## WHAT NEEDS TO BE DONE
Among the entries that follow, find every line with the word "ground" and list it.

[Region pointing data]
= = =
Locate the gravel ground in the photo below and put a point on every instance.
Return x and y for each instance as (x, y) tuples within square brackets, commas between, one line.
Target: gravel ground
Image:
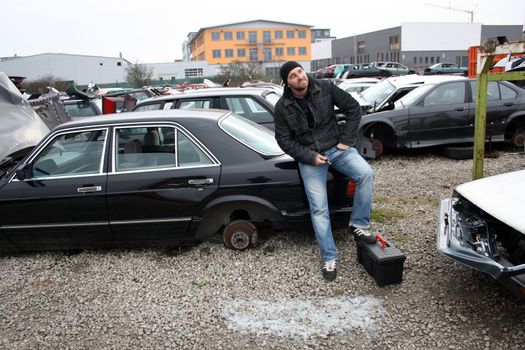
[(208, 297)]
= = =
## SOLVED PROBLEM
Locate the gravel ground in the photo below and put a point on every instance.
Target: gravel ground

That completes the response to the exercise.